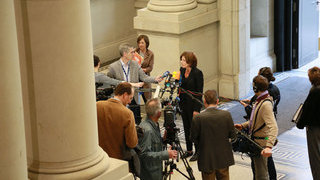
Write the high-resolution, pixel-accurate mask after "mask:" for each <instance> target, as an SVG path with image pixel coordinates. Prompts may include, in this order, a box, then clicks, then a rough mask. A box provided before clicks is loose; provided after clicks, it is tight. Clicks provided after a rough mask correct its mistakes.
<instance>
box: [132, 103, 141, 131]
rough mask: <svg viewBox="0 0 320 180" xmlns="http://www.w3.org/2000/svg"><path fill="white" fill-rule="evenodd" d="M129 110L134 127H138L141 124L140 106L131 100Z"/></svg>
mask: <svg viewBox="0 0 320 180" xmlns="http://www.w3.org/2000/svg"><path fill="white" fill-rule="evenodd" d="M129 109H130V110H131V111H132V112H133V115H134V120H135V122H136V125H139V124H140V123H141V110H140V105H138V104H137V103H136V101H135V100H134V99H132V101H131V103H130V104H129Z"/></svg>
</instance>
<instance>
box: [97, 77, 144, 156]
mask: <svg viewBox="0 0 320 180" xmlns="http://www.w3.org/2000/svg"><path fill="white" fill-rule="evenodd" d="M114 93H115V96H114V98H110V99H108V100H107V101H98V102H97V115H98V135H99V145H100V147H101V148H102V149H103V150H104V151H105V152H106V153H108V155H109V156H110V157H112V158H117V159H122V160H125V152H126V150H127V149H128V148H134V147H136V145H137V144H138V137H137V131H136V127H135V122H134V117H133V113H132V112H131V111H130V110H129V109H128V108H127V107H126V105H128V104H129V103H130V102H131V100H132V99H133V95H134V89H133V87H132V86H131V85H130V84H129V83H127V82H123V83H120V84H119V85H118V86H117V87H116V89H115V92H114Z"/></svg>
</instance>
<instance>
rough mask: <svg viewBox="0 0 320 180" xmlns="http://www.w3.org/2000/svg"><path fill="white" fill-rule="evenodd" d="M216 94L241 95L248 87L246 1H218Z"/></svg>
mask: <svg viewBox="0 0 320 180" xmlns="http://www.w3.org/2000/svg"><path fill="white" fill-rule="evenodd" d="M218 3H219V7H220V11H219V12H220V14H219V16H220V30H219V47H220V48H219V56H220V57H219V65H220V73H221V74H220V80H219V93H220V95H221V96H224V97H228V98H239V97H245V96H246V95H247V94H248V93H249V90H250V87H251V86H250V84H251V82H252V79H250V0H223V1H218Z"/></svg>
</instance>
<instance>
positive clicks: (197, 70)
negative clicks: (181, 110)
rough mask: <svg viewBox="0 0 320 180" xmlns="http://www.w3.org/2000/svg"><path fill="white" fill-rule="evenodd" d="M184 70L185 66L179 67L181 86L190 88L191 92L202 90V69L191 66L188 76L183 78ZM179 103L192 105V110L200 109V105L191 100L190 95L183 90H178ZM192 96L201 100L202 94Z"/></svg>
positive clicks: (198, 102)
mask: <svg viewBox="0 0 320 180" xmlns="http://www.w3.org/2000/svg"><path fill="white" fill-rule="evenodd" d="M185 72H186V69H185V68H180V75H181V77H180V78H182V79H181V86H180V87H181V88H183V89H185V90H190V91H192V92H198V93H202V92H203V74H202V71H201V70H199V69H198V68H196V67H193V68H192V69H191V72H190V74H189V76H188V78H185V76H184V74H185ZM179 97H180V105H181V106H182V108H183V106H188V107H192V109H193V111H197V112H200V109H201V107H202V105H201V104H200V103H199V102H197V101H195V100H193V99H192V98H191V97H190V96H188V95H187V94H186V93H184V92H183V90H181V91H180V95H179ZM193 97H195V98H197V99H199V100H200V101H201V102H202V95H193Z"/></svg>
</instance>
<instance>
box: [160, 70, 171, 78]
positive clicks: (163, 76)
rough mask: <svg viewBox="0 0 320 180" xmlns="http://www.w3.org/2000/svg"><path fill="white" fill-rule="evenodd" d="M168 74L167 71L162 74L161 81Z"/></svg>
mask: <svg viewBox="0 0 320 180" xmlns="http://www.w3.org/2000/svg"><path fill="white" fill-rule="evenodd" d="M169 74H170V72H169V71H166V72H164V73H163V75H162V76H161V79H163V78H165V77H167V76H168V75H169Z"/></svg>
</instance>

WHAT YOU SHOULD DO: Return every line of the records above that contains the string "clicks", reproducing each line in full.

SOLUTION TO THIS PROBLEM:
Write the high-resolution, pixel-accurate mask after "mask:" for each <instance> target, as an SVG path with image pixel coordinates. Prompts may include, in this order, a box, then clicks, then a rough mask. A box provided before clicks is loose; provided after clicks, it is tight. Clicks provided after a rough mask correct its mistakes.
positive clicks: (197, 70)
negative clicks: (181, 110)
positive clicks: (198, 102)
positive clicks: (163, 76)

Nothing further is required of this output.